- What the task requires: Quote the data below word for word, reproducing every line in full.

- Task input:
%%

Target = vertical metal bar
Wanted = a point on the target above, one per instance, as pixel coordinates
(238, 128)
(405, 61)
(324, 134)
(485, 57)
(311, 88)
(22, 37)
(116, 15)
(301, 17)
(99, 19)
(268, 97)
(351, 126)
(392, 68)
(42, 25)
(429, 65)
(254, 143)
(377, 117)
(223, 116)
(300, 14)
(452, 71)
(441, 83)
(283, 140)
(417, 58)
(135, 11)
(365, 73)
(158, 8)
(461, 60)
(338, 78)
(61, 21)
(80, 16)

%%

- Written solution:
Target = vertical metal bar
Wanted = a point on the target above, one per instance, as pixel coordinates
(238, 128)
(405, 61)
(324, 134)
(485, 57)
(311, 88)
(22, 37)
(116, 15)
(301, 17)
(99, 19)
(268, 97)
(351, 126)
(392, 68)
(42, 25)
(429, 65)
(254, 143)
(377, 117)
(223, 116)
(300, 14)
(452, 71)
(441, 83)
(283, 140)
(417, 58)
(135, 11)
(365, 73)
(158, 8)
(461, 60)
(338, 78)
(61, 21)
(80, 16)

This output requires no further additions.